◆ **Problem to work on**: Type out all the records again exactly.
-- Opening Marker --
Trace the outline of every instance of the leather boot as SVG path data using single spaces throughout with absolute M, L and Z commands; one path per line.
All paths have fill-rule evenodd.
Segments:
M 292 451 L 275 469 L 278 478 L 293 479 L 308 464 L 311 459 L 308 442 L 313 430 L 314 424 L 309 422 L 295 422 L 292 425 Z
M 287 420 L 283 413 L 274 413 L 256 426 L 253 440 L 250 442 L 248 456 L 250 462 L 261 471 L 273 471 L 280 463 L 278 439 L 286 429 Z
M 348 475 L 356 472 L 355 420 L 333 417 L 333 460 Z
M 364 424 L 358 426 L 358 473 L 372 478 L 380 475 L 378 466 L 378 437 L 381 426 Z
-- Closing Marker --
◆ **Answer to this task**:
Trace the outline of every instance of the leather boot as SVG path data using single spaces throughout with absolute M, L and Z commands; one path per line.
All paths have fill-rule evenodd.
Segments:
M 292 451 L 275 469 L 278 478 L 293 479 L 308 464 L 311 459 L 308 442 L 313 430 L 314 424 L 309 422 L 295 422 L 292 425 Z
M 287 420 L 283 413 L 274 413 L 256 426 L 253 440 L 250 442 L 248 456 L 250 462 L 261 471 L 273 471 L 280 463 L 278 439 L 286 429 Z
M 348 475 L 356 472 L 355 420 L 333 417 L 333 460 Z
M 364 424 L 358 426 L 358 473 L 372 478 L 380 475 L 378 466 L 378 437 L 381 426 Z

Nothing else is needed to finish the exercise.